(Записи с размеченными точками)
========================================

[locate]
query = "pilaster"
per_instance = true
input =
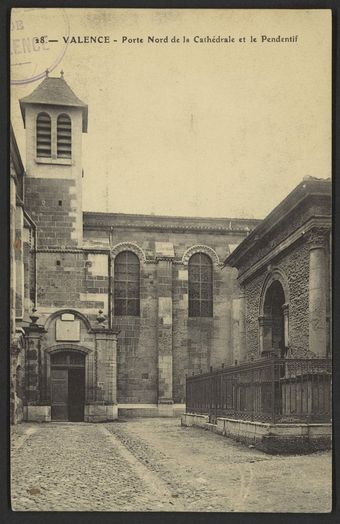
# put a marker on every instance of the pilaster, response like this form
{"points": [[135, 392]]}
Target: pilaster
{"points": [[317, 292], [164, 330]]}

========================================

СУТЬ ЗАДАНИЯ
Перепишите все строки выше в виде JSON-массива строк, по одной на каждую, пропустив пустые. Картинки в ответ не включайте.

ПИСЬМЕННЫЙ ОТВЕТ
[
  "[locate]",
  "query = \"pilaster\"",
  "per_instance = true",
  "input =",
  "# put a marker on every instance of the pilaster, response like this form",
  "{\"points\": [[135, 392]]}",
  "Target: pilaster",
  "{\"points\": [[317, 292], [164, 330]]}"
]